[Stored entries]

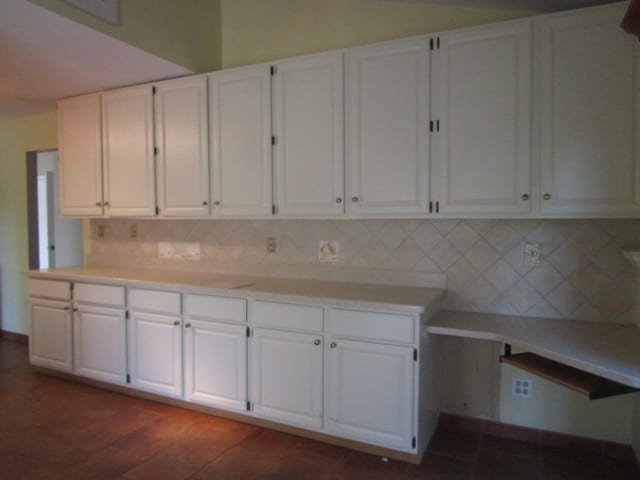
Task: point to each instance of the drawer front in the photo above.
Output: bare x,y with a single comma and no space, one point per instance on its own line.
155,301
384,327
49,289
216,308
100,294
287,316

▶ **DIRECTIONS**: From the first line to the last, output the data exactly, without the pictures.

▶ **ANSWER AREA**:
Task: point to each instance of the drawer front in the photo above.
Output: bare x,y with a single comma and no space, one point per instance on its own line.
155,301
384,327
49,289
216,308
100,294
287,316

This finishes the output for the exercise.